Instruction – Start at the line containing "like [537, 65]." and transcribe every line exactly through the end of the records below, and only those lines.

Material for the task –

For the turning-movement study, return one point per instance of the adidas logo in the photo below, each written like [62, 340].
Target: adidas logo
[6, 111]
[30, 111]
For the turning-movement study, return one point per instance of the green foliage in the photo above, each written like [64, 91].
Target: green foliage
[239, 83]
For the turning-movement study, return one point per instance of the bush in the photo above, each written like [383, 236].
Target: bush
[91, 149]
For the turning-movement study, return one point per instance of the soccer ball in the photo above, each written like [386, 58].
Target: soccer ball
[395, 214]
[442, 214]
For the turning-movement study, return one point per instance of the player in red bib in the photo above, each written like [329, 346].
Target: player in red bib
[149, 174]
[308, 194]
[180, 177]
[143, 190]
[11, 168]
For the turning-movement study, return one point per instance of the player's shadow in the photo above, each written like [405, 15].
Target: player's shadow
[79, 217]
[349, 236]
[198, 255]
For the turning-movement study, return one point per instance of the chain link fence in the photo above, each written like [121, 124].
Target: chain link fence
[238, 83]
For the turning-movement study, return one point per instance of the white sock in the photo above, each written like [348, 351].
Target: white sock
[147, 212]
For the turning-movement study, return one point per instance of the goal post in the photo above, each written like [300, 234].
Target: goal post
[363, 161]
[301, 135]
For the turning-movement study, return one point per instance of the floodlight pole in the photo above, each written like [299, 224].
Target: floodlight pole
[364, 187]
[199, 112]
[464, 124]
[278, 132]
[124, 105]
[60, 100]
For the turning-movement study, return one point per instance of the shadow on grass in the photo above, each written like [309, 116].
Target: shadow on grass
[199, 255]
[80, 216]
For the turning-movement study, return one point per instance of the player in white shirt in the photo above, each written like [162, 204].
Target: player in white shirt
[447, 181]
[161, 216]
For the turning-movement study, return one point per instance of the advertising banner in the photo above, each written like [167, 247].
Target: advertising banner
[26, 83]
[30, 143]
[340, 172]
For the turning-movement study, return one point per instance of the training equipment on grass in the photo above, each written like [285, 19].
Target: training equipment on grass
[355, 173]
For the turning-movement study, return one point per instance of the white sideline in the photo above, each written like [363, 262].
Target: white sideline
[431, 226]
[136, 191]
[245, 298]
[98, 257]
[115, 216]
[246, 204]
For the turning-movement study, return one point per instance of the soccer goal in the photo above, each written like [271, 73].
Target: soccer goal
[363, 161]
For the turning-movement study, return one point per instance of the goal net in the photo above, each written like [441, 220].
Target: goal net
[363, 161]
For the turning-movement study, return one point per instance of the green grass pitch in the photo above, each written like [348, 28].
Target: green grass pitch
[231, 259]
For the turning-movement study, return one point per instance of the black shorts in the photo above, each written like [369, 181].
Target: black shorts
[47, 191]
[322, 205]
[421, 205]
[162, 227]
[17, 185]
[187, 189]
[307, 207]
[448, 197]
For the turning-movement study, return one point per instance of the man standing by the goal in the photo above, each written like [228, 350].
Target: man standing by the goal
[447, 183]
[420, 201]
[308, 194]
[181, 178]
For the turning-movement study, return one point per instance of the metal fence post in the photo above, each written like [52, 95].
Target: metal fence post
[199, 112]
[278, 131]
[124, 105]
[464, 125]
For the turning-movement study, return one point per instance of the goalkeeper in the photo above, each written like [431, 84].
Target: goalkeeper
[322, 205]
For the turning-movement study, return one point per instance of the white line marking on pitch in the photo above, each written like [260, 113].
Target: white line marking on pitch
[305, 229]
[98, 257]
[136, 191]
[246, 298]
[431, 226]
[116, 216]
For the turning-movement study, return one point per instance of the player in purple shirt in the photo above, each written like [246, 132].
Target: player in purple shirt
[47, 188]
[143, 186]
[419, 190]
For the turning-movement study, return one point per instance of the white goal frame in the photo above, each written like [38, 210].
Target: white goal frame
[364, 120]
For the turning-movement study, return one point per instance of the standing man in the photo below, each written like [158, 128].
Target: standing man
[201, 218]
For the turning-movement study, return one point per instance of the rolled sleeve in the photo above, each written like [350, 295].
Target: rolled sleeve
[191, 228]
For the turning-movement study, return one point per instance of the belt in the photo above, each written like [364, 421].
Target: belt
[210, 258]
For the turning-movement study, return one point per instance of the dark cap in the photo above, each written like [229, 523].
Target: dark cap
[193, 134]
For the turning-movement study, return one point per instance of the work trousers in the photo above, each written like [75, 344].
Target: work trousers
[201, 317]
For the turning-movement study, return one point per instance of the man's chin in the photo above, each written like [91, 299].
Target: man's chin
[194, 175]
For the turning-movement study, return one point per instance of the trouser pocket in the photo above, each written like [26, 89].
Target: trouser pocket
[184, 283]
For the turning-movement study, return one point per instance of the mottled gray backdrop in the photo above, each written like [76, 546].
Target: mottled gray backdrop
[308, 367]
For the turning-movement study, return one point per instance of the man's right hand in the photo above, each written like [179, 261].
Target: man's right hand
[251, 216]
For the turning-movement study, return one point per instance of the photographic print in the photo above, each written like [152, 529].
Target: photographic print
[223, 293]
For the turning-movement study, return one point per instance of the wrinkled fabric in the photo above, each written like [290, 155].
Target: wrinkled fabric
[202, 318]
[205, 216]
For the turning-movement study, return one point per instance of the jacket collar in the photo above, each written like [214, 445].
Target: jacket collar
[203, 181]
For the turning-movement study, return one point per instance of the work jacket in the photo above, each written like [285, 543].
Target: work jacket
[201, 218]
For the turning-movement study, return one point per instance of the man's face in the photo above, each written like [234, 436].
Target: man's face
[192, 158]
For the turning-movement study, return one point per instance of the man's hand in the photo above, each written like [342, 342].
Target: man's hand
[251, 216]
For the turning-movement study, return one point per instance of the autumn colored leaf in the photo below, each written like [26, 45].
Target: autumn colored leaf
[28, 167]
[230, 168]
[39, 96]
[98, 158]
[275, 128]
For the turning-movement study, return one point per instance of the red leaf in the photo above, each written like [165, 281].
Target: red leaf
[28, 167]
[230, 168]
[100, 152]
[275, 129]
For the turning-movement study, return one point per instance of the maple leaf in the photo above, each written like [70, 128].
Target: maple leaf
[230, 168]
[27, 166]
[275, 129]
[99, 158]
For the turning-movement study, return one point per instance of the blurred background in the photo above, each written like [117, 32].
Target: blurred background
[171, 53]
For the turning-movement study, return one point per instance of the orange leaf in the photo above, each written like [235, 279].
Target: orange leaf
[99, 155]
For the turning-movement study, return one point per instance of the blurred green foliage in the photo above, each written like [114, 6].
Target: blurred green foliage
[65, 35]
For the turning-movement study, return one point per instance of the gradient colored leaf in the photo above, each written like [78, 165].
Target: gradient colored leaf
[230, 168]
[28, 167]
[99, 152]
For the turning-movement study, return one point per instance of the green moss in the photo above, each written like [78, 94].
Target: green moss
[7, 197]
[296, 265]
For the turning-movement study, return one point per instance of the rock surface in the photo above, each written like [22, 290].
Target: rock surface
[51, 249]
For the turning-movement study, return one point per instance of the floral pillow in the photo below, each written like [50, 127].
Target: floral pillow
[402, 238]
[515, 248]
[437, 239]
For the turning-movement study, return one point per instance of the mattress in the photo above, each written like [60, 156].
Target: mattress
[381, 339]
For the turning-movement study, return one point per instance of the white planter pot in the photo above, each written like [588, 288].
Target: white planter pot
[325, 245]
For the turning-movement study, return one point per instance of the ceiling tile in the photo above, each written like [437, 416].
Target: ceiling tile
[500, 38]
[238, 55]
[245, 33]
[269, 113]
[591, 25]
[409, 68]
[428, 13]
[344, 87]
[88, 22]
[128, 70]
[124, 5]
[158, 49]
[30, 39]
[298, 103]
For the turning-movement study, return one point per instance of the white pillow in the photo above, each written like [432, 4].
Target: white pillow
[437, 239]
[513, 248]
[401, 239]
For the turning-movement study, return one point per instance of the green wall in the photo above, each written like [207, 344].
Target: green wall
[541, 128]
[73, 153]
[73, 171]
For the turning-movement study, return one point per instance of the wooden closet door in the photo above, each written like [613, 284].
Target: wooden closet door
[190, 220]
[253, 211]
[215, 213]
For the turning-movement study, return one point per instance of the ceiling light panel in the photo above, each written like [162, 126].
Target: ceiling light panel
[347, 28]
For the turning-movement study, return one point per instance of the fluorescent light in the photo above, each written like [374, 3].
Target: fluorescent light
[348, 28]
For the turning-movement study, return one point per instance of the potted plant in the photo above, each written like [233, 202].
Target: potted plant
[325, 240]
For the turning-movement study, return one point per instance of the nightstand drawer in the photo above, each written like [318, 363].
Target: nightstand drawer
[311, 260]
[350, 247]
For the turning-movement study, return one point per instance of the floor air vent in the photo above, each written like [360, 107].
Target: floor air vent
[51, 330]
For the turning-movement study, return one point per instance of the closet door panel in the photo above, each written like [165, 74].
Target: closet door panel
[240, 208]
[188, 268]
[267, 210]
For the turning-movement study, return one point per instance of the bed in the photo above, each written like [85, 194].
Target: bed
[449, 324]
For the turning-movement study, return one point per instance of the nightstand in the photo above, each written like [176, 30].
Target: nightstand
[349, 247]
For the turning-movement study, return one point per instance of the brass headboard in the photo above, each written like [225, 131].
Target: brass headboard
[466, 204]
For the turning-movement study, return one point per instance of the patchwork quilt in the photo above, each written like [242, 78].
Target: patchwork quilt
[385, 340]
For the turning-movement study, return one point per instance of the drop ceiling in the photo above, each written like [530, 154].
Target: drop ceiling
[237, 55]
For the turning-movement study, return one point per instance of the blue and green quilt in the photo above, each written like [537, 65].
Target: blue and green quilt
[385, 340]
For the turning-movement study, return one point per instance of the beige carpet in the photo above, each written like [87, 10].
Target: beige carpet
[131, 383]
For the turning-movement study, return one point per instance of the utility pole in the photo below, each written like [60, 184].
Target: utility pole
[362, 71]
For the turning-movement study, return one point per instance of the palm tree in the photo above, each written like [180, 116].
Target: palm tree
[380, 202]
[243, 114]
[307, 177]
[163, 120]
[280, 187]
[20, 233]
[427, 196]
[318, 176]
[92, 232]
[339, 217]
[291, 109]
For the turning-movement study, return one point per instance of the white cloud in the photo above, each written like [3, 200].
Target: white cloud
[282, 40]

Complete answer –
For the turning-movement study, return one point per instance of the blue and green quilt in the photo above, each written like [537, 65].
Target: blue and green quilt
[385, 340]
For the turning-movement study, return one point per instance of the beige carpet in the photo above, each written like [87, 10].
Target: beige carpet
[131, 383]
For the turning-movement study, return one point per instance of the utility pole in the photo below, each written like [60, 184].
Target: utility pole
[362, 71]
For the turning-movement study, return one point per instance of the palm tree in the photo above, each written like [180, 116].
Target: palm tree
[380, 202]
[243, 114]
[307, 177]
[163, 120]
[280, 187]
[20, 233]
[427, 196]
[318, 176]
[92, 232]
[339, 217]
[291, 109]
For the turning-movement study, return one point per instance of the white cloud in the photo above, each written like [3, 200].
Target: white cloud
[282, 40]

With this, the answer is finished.